Exercise aim:
Using the records that follow, tally the lines containing the word "photo" and state only the count.

Dataset entries
>>>
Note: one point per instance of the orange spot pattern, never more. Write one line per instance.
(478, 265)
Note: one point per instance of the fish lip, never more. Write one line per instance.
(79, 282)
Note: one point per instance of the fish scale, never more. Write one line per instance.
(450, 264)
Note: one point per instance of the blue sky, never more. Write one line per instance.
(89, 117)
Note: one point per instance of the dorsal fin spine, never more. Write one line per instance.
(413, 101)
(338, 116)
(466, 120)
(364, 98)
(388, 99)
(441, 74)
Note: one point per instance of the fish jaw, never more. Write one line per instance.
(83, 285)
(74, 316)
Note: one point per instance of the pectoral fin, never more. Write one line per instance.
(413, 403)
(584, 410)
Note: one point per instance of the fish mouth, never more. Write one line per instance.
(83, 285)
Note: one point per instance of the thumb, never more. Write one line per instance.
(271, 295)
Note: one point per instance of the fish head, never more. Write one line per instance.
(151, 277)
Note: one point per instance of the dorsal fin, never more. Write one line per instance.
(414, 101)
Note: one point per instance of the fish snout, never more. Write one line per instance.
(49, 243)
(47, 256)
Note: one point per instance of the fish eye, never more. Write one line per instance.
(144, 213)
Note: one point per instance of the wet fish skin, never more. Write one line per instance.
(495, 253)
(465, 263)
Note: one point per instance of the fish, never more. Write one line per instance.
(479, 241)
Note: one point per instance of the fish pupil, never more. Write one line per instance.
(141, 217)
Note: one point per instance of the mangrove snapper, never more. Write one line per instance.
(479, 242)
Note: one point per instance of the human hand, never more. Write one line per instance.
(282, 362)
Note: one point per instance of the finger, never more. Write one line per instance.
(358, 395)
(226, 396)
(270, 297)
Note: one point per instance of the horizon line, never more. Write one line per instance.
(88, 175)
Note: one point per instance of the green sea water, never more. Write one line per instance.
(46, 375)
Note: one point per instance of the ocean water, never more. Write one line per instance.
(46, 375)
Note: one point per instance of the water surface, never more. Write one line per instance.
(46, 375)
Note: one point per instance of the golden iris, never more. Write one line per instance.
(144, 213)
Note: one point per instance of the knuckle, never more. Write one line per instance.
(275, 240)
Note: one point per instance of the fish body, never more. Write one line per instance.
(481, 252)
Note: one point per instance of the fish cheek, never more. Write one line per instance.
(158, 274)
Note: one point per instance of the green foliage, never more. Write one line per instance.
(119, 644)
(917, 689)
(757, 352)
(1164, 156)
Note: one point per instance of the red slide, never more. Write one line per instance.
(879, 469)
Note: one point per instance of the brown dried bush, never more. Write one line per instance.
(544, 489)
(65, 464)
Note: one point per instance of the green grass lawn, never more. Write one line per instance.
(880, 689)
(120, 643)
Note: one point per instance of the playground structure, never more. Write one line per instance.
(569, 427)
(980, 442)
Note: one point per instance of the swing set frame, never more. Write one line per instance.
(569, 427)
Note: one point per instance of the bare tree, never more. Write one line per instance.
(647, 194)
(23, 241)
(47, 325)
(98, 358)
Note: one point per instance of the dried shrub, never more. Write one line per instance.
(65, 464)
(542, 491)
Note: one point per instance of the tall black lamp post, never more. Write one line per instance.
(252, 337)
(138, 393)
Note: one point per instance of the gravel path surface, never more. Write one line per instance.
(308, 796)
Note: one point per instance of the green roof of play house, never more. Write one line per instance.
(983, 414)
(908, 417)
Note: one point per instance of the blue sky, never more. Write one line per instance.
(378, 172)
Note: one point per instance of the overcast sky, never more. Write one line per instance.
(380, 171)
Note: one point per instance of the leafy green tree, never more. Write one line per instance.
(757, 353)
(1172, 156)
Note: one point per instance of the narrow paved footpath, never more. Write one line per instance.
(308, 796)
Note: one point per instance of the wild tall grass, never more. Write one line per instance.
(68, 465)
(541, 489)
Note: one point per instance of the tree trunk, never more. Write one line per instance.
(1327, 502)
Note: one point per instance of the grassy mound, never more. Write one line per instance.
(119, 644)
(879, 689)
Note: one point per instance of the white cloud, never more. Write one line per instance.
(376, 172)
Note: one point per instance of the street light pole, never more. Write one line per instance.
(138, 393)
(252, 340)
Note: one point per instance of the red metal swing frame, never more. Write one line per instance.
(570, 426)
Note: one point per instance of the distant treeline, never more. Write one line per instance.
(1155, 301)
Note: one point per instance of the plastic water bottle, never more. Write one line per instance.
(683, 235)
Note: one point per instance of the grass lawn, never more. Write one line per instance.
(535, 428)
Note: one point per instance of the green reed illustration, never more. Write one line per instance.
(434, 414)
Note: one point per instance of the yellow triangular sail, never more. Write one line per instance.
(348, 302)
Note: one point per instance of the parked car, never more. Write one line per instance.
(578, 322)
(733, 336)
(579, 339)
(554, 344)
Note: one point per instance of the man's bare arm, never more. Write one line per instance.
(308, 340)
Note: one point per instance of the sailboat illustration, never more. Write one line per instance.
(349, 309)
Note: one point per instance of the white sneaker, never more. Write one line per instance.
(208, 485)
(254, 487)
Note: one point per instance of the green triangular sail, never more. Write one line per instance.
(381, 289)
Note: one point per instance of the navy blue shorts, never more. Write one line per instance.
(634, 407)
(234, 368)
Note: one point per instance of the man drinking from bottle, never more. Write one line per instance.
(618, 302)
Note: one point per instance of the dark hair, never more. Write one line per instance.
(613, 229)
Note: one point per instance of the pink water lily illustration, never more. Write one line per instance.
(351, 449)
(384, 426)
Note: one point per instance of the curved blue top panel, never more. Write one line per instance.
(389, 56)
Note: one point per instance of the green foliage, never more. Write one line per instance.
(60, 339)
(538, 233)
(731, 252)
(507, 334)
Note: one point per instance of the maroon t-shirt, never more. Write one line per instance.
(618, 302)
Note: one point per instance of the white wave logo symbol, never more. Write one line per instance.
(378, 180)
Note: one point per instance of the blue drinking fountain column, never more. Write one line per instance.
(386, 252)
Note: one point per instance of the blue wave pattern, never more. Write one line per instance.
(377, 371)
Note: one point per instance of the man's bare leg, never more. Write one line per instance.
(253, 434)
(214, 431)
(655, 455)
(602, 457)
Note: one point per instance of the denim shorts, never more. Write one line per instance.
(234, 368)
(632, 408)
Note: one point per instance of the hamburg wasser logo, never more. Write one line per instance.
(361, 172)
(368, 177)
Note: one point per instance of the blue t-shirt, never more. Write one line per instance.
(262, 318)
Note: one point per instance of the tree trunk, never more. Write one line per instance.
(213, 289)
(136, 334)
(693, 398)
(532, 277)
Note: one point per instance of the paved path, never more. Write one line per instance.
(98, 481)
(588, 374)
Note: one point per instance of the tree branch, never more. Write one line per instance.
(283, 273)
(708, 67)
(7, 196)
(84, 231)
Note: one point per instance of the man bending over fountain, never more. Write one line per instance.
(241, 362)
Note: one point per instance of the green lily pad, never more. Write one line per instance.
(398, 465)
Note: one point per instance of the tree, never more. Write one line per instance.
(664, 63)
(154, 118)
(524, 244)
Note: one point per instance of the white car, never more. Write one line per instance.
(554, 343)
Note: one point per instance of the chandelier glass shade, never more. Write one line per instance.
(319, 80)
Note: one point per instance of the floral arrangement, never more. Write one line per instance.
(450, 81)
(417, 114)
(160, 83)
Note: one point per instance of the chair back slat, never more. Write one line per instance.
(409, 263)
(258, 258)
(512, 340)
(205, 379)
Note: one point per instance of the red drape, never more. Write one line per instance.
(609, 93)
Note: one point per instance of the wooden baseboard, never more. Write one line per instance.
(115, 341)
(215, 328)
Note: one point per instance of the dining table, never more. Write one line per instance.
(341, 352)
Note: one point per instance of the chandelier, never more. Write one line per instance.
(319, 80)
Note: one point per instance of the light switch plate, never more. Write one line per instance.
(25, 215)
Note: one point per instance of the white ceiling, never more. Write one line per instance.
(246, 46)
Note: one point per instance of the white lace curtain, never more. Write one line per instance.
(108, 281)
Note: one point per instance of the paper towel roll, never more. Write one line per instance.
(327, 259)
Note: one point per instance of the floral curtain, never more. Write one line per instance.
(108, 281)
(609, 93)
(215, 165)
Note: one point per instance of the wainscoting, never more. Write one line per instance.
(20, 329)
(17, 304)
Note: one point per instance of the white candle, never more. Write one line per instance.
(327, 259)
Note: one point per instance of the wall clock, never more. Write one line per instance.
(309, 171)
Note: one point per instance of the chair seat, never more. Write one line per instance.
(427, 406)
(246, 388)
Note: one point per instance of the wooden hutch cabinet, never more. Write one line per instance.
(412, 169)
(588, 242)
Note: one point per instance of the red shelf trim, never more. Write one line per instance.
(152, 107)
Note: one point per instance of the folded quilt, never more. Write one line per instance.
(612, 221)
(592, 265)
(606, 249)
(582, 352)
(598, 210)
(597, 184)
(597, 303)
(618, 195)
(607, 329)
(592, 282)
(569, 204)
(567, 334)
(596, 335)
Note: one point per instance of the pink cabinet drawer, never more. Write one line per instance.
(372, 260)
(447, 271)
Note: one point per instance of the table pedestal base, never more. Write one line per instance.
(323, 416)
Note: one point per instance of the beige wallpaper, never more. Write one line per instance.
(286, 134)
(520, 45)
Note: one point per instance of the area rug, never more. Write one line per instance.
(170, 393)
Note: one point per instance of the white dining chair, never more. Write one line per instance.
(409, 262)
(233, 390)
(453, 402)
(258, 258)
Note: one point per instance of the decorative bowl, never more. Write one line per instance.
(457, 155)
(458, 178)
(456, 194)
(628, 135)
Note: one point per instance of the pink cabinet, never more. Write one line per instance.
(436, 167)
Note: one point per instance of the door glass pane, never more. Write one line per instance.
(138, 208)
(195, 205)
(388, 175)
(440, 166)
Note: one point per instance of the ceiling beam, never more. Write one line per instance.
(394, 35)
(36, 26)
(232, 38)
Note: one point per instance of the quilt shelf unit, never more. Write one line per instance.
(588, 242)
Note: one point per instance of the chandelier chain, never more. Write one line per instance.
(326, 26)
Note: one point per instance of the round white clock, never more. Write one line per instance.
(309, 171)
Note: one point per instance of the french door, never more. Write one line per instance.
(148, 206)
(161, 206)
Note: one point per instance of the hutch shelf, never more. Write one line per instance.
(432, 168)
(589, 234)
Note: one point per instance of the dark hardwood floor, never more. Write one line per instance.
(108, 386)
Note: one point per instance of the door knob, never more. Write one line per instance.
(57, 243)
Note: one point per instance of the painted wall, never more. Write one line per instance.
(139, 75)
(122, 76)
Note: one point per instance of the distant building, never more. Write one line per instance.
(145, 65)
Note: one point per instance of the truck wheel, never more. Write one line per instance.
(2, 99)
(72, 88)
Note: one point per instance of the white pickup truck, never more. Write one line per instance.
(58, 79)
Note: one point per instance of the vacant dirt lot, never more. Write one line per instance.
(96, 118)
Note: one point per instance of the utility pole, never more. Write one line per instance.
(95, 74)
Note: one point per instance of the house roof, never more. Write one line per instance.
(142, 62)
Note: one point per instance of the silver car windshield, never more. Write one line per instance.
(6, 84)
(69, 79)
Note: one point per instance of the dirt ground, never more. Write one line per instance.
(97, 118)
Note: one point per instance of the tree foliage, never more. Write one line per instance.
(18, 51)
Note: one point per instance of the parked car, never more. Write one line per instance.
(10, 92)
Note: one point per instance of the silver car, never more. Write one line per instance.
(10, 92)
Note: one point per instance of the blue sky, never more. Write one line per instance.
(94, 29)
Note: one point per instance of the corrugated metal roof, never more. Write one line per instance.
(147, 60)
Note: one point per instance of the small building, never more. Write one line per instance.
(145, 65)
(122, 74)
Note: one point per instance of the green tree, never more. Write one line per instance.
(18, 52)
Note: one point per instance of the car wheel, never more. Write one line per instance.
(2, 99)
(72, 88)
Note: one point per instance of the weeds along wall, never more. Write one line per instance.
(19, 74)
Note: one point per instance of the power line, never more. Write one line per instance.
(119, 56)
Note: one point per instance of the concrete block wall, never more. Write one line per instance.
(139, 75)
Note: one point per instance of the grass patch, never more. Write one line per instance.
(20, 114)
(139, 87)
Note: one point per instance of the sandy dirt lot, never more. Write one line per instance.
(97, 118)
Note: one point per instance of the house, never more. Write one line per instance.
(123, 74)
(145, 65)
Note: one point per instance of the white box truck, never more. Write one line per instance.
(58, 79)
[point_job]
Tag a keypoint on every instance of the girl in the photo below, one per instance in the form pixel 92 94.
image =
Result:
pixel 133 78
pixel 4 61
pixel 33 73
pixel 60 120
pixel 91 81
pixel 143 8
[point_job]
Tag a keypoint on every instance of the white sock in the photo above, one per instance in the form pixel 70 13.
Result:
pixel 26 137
<<<
Result:
2